TASK DESCRIPTION: Write out all the records exactly, and keep any images out.

*** Opening DATA LISTING ***

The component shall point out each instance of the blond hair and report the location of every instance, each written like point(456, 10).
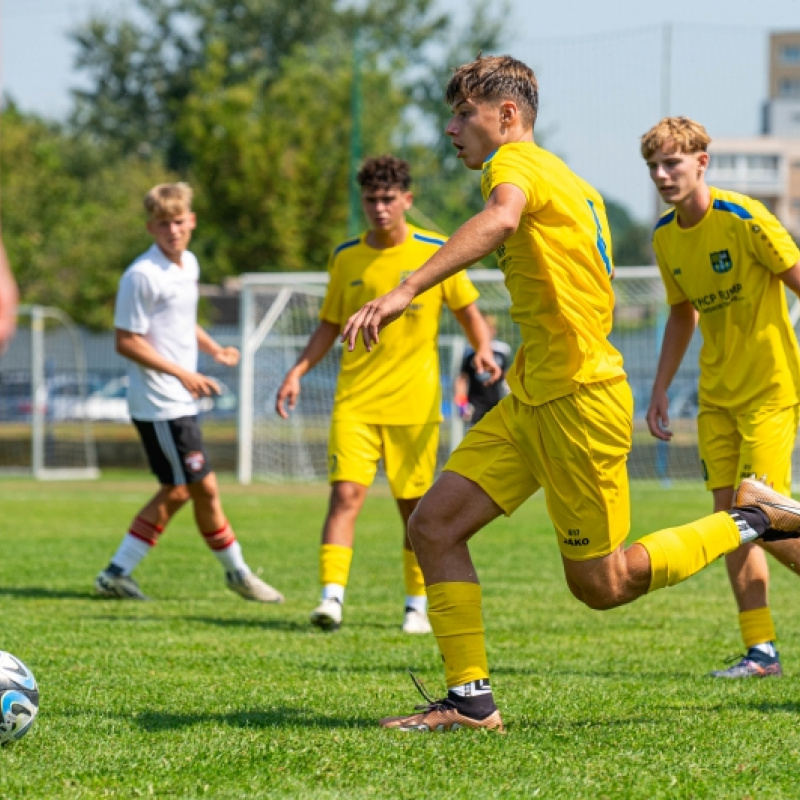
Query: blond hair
point(496, 78)
point(675, 135)
point(168, 200)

*** Closing DATA LISTING ***

EXERCISE RESPONSE:
The component shall point out each instance of the blond hair and report the location of every instance, each written like point(456, 10).
Query: blond hair
point(496, 78)
point(675, 135)
point(168, 200)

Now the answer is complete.